● **Page**:
# How to roof a small shed????



## rredogg

seelncars,

There are instructions printed on the packaced shingles that will give you a good idea how to begin roofing.


Best of luck, rredogg


----------



## vinman

I'm going to be doing the same thing as you as soon as I finish roofing my house.
I'm not a pro but I have learned a lot and I have spent all summer so far on this project. 
Anyway, onto your question. This is only my opinion. My shed is also 8 x 10. I am going to remove the old shingles and replace with new. The reason is (again, just my thinking) that my shed roof is not built as heavy duty as the house and shingles weigh a lot. I don't want the extra weight, especially when it snows and I also don't want all the extra nails sticking through the roof.
If your shed just has shingles on the wood, you might want to consider putting felt paper underneath and drip edges on the eaves and rakes to help the water fall away from the base of the shed.
To help answer your how to questions. Yes, you would start at the bottom. It's the same as roofing your house. 
you would first put a starter layer at the eaves and along the rakes (the rakes are the sides). You cut the tabs off the shingles and nail them down with the adhesive closest to the edge. This "glues" the edges down. Or you can buy a box of self adhesive starter shingle strip which does the same thing except you don't have to nail or cut tabs off. It's just a long strip that you cut to length. It's a good practice to do this even if you don't tear off the original shingles.
Now I'm picturing my shed and I would work left to right.
Start your first course at the bottom and let the shingles hang over the eges about a 1/2" to divert water away from the shed.
When you start the second course you would cut off a half of the first tab so that your first shingle of the 2nd course is now about 30" wide. This is done so that the shingles shed water and don't allow the water to go down one continuous groove or line and penetrate into the shed. Usually the shingles come with a little cut on the opposite side of and in between the grooves to mark the line for you to cut. 
The next course, you would cut off a whole tab which would take off another 6 inches on the first shingle and so on up the roof.
After both sides are done, you cap the peak. You take some shingles and cut between the grooves so that you now have three single tabs out of one shingle. You fold the tab in half and nail each side of the peak, nailing near the adhesive line. You then fold the next tab in half and lay that over the first cap so that it covers the nails you just hammered in and nail that cap, and so on down the line. When you get to the last cap, the "ugly" section will still be showing. trim off the good section off another tab and cover the "ugly" section with it. nail each side of the good section and cover the nail heads with a sealant. These should be the only exposed nails. (but not exposed, because you just sealed over them)
I hope this helped and if you know a lot more, I hope this wasn't too long winded, and it's a little late so I hope I made sense.
And yes, there are instructions and pictures on the shingle wrapper, usually on the inside.
Good luck. :thumbup:


----------

● **Written problem A**: How many lines of the records contain the string "flower"? Reply with the number only.

● **Records provided**:
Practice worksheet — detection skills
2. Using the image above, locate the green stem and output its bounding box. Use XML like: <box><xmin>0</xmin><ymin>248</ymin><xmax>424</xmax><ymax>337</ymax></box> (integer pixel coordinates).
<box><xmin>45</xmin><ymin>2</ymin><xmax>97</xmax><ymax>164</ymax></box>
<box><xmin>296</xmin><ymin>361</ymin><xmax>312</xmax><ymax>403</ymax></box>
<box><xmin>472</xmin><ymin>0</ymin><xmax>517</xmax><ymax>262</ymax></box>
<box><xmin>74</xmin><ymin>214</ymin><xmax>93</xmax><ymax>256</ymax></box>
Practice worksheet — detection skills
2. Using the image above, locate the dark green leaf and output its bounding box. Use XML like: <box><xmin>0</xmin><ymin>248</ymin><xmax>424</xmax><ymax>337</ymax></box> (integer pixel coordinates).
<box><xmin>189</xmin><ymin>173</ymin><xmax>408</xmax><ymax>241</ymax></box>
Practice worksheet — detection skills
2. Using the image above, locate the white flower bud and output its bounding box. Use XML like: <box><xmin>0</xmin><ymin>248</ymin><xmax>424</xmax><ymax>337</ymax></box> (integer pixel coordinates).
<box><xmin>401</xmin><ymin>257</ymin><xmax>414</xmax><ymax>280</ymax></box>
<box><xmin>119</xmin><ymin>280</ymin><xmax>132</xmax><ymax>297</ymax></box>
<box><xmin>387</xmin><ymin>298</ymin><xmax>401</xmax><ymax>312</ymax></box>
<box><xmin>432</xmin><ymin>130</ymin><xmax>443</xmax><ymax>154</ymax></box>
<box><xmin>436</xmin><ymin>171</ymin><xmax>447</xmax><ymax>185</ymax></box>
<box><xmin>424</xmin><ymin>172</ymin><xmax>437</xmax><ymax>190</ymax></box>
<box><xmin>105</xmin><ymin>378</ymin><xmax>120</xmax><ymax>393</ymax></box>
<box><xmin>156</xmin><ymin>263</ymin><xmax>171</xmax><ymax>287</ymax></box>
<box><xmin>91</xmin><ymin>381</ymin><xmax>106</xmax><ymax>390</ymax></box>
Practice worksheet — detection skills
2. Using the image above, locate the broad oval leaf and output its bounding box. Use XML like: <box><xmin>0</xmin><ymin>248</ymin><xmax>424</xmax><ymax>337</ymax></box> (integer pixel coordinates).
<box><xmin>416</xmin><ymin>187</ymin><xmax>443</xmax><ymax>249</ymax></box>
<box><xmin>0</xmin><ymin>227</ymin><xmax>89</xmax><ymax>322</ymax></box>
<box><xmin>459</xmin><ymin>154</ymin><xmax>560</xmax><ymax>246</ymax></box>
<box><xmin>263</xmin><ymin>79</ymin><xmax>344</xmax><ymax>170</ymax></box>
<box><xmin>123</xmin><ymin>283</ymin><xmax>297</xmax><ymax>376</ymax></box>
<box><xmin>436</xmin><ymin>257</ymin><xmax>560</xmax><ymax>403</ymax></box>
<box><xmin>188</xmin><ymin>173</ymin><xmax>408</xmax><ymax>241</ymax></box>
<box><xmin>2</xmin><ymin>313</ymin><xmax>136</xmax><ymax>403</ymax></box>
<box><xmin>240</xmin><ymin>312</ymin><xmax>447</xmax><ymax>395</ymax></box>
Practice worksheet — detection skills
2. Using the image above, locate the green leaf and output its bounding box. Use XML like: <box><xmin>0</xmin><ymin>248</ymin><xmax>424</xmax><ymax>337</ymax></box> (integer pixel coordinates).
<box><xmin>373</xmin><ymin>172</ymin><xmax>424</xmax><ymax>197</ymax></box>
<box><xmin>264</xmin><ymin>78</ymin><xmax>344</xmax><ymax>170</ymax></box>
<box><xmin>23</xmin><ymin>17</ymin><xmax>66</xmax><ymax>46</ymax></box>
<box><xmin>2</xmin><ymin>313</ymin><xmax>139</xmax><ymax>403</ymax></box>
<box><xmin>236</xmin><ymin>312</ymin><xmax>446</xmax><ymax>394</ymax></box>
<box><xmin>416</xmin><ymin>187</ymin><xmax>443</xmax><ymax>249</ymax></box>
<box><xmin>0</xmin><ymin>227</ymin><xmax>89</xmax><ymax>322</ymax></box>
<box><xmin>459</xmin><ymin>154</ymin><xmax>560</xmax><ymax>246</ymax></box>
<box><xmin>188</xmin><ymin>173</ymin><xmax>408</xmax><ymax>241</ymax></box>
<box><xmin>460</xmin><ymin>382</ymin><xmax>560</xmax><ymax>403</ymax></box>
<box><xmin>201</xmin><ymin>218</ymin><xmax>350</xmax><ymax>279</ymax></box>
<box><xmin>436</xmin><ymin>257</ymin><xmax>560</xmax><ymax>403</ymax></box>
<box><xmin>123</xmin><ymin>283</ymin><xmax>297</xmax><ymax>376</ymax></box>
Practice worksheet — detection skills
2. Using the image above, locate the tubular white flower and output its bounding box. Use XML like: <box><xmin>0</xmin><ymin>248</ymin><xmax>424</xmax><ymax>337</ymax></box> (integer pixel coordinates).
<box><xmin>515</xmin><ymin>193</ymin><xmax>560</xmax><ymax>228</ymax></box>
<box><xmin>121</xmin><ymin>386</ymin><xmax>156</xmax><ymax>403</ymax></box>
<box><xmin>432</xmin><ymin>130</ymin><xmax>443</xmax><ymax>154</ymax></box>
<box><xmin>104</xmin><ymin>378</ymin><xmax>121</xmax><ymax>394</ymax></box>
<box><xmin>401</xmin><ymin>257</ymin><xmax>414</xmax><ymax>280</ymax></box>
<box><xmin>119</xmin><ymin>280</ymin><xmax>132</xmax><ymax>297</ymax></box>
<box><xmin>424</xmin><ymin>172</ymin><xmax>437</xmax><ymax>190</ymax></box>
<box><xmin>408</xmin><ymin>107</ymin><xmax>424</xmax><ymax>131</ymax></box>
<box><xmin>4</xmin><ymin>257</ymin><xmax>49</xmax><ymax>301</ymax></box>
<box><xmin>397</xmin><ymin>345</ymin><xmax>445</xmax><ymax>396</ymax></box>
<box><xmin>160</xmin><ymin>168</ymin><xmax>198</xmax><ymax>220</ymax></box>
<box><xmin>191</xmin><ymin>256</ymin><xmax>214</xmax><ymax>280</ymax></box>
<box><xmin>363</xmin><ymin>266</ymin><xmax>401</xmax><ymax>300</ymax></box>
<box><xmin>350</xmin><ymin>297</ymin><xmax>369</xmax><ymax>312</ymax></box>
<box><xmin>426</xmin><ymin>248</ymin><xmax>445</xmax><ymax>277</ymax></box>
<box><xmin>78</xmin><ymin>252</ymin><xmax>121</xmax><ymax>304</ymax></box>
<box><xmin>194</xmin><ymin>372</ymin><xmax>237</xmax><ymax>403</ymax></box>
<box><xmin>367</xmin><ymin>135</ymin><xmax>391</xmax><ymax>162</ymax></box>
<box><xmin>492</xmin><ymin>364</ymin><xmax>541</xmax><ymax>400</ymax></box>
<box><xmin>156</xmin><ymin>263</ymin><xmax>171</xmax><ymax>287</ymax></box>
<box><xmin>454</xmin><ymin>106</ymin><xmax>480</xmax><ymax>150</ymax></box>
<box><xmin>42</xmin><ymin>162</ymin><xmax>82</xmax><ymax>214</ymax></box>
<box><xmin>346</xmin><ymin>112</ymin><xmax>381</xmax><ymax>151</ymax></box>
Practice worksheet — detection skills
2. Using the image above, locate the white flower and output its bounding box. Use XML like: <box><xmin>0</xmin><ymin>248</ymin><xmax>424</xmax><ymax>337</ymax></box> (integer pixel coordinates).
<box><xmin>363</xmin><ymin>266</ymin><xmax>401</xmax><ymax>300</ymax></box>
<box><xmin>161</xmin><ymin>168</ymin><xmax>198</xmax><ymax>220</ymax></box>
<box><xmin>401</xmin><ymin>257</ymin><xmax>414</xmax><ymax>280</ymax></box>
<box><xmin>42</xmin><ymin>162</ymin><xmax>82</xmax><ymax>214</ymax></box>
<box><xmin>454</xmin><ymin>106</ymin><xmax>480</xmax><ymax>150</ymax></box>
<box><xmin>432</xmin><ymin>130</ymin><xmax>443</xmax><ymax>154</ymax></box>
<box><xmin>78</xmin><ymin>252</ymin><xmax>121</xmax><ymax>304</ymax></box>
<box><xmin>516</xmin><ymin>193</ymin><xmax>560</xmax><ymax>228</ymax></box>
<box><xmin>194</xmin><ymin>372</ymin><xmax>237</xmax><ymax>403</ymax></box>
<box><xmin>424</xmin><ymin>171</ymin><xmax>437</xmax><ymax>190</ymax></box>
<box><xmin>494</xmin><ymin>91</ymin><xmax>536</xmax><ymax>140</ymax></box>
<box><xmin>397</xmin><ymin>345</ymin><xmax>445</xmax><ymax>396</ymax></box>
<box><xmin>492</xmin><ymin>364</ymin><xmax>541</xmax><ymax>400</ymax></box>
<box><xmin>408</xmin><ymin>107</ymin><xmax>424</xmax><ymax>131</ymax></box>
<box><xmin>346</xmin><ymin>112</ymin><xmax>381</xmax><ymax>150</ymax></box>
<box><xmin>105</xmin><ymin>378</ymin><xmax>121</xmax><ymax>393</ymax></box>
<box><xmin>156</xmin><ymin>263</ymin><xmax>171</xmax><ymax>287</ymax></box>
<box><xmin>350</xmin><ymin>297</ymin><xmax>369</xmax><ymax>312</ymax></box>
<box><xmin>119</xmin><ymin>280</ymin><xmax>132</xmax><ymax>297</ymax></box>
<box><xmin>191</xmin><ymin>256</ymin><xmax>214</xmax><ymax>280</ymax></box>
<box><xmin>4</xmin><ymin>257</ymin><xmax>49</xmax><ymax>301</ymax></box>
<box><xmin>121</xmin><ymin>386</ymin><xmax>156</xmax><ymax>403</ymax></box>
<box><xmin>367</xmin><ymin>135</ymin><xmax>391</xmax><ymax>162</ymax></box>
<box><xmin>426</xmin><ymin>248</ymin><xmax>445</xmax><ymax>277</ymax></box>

● **Written problem B**: Translate this sentence from the shed-roofing thread into Spanish: "After both sides are done, you cap the peak."

● **Problem solution A**: 3

● **Problem solution B**: Cuando ambos lados estén terminados, cubres la cumbrera.